Type out all the data below, word for word.

- - - -

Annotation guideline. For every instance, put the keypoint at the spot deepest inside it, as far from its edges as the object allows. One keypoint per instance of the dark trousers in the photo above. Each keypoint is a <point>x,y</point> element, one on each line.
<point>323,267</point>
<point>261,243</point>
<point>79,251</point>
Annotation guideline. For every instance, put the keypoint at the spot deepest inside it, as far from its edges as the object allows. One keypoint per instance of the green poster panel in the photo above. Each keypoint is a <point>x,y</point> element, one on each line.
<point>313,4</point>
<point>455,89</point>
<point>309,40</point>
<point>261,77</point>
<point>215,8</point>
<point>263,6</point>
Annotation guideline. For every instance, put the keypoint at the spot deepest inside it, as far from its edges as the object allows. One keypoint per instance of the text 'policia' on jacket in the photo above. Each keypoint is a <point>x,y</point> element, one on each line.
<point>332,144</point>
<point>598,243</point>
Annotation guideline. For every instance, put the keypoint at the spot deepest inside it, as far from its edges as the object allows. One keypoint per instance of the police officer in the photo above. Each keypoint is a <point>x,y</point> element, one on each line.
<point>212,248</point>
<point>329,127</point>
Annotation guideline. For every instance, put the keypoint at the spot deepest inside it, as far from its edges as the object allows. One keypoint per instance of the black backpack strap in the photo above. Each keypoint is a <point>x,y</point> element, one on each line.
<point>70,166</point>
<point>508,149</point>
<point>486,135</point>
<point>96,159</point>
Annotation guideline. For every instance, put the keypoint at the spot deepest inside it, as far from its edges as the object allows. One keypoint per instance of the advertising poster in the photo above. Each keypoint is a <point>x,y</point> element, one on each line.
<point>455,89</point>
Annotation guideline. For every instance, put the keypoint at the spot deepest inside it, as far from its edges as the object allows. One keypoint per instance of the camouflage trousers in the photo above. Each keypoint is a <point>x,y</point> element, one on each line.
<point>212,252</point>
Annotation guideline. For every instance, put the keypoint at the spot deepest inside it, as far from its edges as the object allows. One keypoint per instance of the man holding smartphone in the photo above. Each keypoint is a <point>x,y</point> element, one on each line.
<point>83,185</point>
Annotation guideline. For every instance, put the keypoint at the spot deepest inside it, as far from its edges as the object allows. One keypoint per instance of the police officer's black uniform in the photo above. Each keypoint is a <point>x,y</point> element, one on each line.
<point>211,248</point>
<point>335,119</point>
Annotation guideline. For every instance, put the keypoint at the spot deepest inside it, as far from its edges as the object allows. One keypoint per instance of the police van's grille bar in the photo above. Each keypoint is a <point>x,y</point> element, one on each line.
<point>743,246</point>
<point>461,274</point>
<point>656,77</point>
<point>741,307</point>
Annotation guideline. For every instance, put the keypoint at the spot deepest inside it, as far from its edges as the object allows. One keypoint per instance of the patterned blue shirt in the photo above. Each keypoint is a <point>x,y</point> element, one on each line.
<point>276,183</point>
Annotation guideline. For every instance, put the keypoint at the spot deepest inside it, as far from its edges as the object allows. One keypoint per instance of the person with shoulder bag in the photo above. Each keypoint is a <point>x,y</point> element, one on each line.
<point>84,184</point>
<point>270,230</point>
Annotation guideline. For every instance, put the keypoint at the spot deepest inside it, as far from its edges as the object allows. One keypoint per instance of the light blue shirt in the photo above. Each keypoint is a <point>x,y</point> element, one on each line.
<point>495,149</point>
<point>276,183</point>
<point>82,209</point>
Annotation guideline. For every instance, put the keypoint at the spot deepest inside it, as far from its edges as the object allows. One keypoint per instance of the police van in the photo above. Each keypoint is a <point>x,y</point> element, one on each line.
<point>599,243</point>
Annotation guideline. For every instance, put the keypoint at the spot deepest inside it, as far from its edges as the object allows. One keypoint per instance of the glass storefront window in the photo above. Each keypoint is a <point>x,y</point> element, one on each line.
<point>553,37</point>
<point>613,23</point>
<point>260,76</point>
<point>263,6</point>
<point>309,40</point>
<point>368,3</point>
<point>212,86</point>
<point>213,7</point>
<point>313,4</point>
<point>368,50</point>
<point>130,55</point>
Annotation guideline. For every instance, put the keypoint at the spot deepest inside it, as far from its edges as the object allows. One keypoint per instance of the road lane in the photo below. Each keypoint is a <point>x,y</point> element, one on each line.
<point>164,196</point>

- - - -

Expected answer |
Annotation guideline. For every instance, put the keypoint at the spot deepest inside it, as far from its edges as the object allows. One keypoint per instance of the dark trousers in the photo above. Each keypoint is a <point>x,y</point> element, one on each line.
<point>323,267</point>
<point>261,243</point>
<point>79,251</point>
Annotation guideline. For every instance, put the keypoint at the spot deepest inside it, as far from its edges as the object allows. One keypoint per instance of the green poster panel in the photo above. Each keypoint is a <point>x,y</point> element, one on each line.
<point>313,4</point>
<point>455,89</point>
<point>309,40</point>
<point>261,77</point>
<point>215,8</point>
<point>263,6</point>
Annotation guideline. For every instance, put the keypoint at the spot deepest inside it, as far from its edges as the object allows. One keypoint per instance of the text 'policia' on jacket in the photo above. Each keypoint is a <point>x,y</point> element, one on each line.
<point>332,144</point>
<point>598,243</point>
Annotation guideline. For every instance, put the keypoint at the spot deepest inside it, as far from its edges as the object allows. One keypoint per instance of the police officer in the photo above. Each keypoint is a <point>x,y</point> element, one on each line.
<point>212,248</point>
<point>329,127</point>
Annotation guideline. For every instance, put the keypoint at the spot deepest inside it, as far from its edges as the object allows. One keypoint per instance of the black backpack strap in the photo above. Each keypoint is a <point>x,y</point> element, one on each line.
<point>70,166</point>
<point>508,149</point>
<point>486,135</point>
<point>96,159</point>
Annotation guideline. For every instance, put the keypoint at the spot deepest inside it, as far from its edges as the object allows. One keypoint per instance of the advertising poster in the photo above. Each keypoint is a <point>x,y</point> element, one on each line.
<point>455,89</point>
Annotation guideline. For every instance, put the keypoint at the spot deepest inside it, as far from its edges as the object allows. One keypoint per instance of the camouflage trousers in the photo above. Each keypoint is a <point>x,y</point> element, one on each line.
<point>212,252</point>
Annotation guideline. For every instance, put the keypoint at the spot deepest inside it, as far from its edges as the object allows. One keypoint per instance of the man holding smartphone in the photo above. Each keypoint is a <point>x,y</point> element, one on each line.
<point>83,185</point>
Annotation guideline. For every instance, put the keypoint at the spot deepest inside it, as far from its edges as the object allows. One keypoint per instance of the police officer's black uniform in the photo above. Each keypoint is a <point>x,y</point> element, one on each line.
<point>211,248</point>
<point>335,119</point>
Annotation guideline. For every instance, put the keypoint at the spot deepest inside it, as far from its edges as the object allows. One keypoint per instance of the police van's grille bar in the photo above. Each keypoint is a <point>x,y</point> element, one on each line.
<point>743,246</point>
<point>461,274</point>
<point>656,77</point>
<point>741,307</point>
Annotation guideline. For every instance, put the keypoint at the spot deepest inside it, as far from its edges as the object allows. One keypoint per instance of the patterned blue shirt in the photo above. Each keypoint is a <point>x,y</point> element, one on each line.
<point>276,183</point>
Annotation guideline. For every instance, put the keypoint at the spot deepest inside it, as far from its edges as the object allows. One keypoint per instance of the person with shoulder bag in the photo above. Each keypoint is a <point>x,y</point> element, one on each line.
<point>84,184</point>
<point>270,230</point>
Annotation guideline. For every instance, put the keypoint at the spot deepest inside it, as far from its edges as the object allows. One keypoint per instance of the light blue shirt in the photo above. Each keypoint is a <point>x,y</point> element, one on each line.
<point>495,149</point>
<point>276,183</point>
<point>82,209</point>
Annotation guideline. For every instance, put the keypoint at the spot deepest inside it, as far from its edges as the object allows. One keypoint per instance of the police van in the photo above. Each keypoint is a <point>x,y</point> element, one on each line.
<point>599,243</point>
Annotation guideline. For every instance, put the keypoint at the spot deepest inside it, as far from its edges as the object allows. One keypoint per instance of the glass storefront window in the photo above. Each keypoint is a <point>x,y</point> element, one on each line.
<point>553,37</point>
<point>613,23</point>
<point>260,76</point>
<point>263,6</point>
<point>309,40</point>
<point>368,3</point>
<point>212,86</point>
<point>213,7</point>
<point>313,4</point>
<point>368,50</point>
<point>130,55</point>
Annotation guideline. For every instance, put the keypoint at the spot deepest inside it, as far from its edges as the object allows. One keypoint per instance of the road lane in the photo below. Each keypoint is a <point>x,y</point> element, one on each line.
<point>164,196</point>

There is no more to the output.